- Directive -
Repeat the records below word for word, but start at the line that contains "Note: indicate every instance of the microphone", stop after the last line, and include nothing else.
"""
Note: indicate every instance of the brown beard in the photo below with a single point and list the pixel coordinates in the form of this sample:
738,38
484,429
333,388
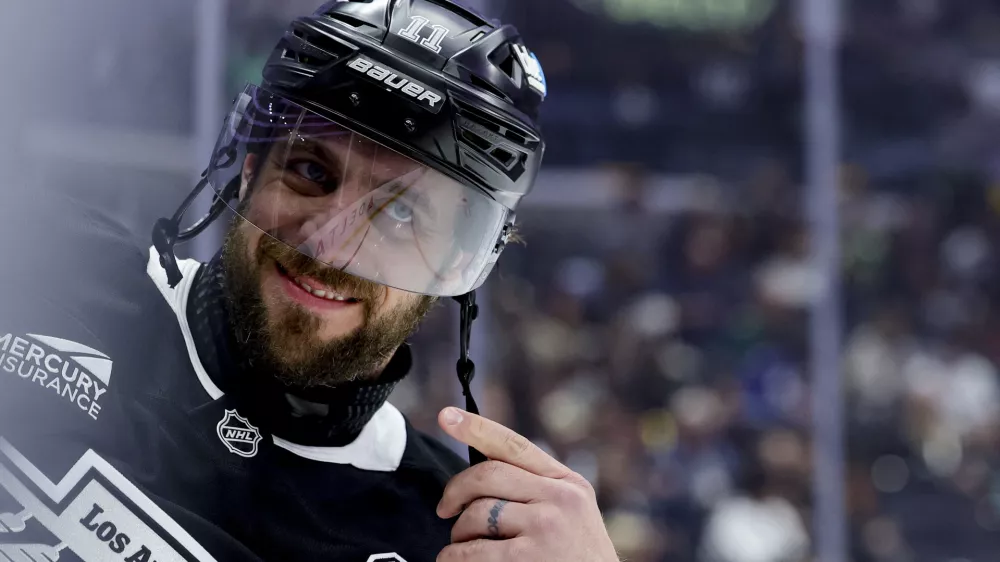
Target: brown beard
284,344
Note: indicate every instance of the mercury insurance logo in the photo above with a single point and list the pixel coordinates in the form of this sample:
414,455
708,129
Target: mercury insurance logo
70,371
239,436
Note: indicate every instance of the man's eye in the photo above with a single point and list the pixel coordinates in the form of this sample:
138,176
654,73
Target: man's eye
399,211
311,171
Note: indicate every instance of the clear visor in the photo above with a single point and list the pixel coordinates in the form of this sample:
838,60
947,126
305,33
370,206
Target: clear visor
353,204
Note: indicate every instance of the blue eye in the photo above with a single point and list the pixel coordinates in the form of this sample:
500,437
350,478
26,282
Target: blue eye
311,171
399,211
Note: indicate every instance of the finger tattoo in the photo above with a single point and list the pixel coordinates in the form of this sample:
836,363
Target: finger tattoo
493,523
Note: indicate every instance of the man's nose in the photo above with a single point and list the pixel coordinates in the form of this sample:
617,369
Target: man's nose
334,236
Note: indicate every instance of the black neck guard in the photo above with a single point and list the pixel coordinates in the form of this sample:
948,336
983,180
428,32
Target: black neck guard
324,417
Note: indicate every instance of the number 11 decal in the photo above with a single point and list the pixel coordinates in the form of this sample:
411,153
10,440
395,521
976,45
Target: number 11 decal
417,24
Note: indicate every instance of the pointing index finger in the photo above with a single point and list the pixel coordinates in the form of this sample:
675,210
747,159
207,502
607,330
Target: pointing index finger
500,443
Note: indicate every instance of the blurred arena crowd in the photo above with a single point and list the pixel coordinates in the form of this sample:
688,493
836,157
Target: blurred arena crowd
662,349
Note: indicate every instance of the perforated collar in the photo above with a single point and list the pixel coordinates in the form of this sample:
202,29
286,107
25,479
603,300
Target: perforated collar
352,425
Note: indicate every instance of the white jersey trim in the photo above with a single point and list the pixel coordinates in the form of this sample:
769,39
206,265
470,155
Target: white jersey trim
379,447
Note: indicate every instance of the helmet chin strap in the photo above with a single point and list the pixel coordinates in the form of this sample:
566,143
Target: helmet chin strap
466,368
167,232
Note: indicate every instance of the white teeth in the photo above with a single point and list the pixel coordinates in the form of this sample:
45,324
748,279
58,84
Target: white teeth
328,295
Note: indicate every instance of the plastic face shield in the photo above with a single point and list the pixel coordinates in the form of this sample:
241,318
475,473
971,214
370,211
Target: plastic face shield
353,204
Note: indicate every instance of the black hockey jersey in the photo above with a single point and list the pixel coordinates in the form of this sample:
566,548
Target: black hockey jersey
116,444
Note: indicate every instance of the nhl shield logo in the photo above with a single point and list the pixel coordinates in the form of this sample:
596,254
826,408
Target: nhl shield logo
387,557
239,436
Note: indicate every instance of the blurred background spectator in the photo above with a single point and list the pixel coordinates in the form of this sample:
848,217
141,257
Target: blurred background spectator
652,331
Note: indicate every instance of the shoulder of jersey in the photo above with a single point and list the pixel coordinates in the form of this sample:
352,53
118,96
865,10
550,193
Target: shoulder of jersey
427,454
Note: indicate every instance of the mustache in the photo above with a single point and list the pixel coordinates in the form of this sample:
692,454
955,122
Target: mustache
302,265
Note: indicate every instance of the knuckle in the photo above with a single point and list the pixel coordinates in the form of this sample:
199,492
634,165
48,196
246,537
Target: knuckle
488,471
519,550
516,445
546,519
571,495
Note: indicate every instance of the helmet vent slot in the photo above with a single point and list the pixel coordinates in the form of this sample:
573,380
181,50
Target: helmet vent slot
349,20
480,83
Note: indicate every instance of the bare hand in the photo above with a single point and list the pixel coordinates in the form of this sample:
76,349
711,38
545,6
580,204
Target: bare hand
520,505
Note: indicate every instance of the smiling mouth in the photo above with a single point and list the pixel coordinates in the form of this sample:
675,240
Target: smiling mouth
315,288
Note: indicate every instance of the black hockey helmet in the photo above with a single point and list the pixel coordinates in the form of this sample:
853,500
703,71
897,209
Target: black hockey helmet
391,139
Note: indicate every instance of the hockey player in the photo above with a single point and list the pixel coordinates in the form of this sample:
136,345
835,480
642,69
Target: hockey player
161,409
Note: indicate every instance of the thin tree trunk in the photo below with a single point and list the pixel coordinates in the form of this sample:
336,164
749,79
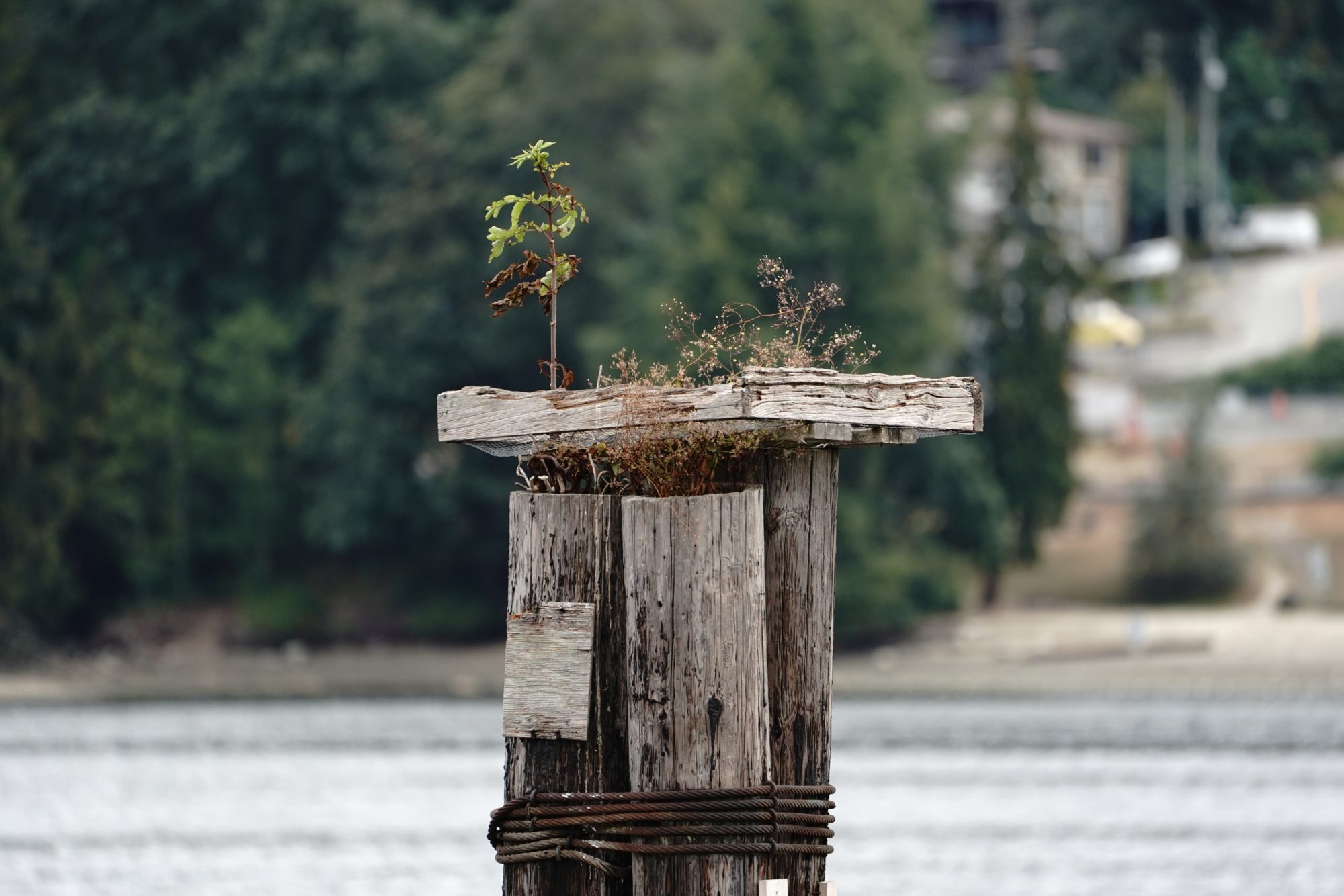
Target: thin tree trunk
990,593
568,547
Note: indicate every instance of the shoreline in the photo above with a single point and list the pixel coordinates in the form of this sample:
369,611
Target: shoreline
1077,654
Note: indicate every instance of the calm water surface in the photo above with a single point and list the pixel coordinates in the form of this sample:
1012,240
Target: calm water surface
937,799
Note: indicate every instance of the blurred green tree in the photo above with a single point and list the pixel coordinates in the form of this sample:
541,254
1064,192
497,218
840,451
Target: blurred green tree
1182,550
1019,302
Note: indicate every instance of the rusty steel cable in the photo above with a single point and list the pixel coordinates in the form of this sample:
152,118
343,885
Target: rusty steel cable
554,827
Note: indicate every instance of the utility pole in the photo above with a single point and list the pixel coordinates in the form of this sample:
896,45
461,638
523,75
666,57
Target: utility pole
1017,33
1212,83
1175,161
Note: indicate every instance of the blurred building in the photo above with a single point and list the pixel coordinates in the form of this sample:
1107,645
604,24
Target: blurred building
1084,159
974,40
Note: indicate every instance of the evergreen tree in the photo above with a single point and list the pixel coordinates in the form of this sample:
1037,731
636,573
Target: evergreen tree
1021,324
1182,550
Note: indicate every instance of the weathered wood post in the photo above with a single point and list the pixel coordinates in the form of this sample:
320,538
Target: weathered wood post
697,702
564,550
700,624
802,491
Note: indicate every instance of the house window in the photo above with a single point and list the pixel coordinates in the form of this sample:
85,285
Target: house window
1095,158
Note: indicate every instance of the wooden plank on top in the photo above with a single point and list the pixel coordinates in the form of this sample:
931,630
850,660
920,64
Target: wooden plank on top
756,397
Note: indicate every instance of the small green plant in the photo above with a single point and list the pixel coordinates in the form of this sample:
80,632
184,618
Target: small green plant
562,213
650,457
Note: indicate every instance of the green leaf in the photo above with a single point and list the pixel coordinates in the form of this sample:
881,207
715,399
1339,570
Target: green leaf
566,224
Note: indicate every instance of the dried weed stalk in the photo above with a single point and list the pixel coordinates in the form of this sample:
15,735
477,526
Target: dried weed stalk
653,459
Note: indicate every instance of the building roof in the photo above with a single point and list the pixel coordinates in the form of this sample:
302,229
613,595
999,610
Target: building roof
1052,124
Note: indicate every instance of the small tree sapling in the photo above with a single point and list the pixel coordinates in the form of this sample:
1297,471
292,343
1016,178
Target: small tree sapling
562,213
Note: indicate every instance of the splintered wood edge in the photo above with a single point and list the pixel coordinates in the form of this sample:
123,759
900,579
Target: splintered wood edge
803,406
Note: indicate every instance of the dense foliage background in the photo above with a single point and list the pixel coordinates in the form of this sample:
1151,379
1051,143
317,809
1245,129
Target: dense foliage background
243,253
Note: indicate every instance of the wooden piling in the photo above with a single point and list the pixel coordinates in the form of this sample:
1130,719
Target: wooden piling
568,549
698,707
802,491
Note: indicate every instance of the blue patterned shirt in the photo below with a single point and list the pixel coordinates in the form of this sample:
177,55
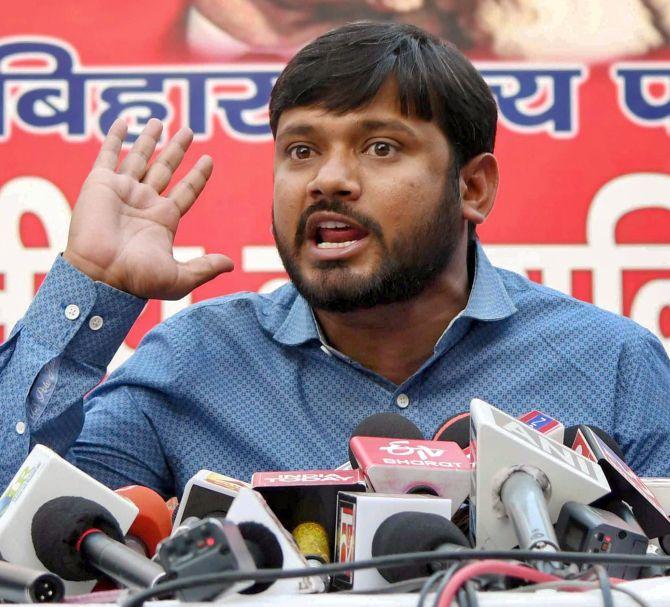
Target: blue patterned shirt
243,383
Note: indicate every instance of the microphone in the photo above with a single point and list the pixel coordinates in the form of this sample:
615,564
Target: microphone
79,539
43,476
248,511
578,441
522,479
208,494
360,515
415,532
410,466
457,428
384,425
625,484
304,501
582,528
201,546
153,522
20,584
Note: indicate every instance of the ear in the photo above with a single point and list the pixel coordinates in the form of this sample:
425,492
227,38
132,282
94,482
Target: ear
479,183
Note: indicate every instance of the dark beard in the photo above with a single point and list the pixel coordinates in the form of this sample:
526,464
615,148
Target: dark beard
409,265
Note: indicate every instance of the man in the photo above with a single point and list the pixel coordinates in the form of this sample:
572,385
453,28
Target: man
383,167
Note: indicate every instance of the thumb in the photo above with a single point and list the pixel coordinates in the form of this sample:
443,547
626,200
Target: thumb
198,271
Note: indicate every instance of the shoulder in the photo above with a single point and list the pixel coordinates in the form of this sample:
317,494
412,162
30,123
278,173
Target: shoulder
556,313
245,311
"""
- Correct output -
Note: indicate every instance of the microphone in the photo above with a single point and list the pixel coordinates in the form of this sample:
615,564
Target: microphone
79,539
43,476
248,511
578,441
522,479
208,494
360,515
415,532
410,466
457,428
384,425
625,484
304,501
582,528
201,546
153,522
20,584
Note: indicate every instance of the ear in the photo above with a single point and list the pixel coordinates in the form of this sample:
425,492
227,38
132,282
94,482
Target: ear
479,183
Note: indicate every instance of the dark beard in the photo above with a single point and list the pixel coordinates in the form of this sample:
526,464
615,148
Target: dark beard
409,265
Note: indicate every instance of the man in the photo above with a single point and list the pixel coordinates in the form of this sample:
572,385
453,28
Target: man
383,167
Note: indicate every instance of the thumb in the photo above with a single point and list the pixel coordinates in the form of this sample:
443,547
626,200
Target: thumb
198,271
Note: indicate every instance of the shoulder in the photo above with a single point and list the pixel coordinates in the form of this sample:
317,494
412,162
30,123
278,173
Target: shoulder
556,313
245,311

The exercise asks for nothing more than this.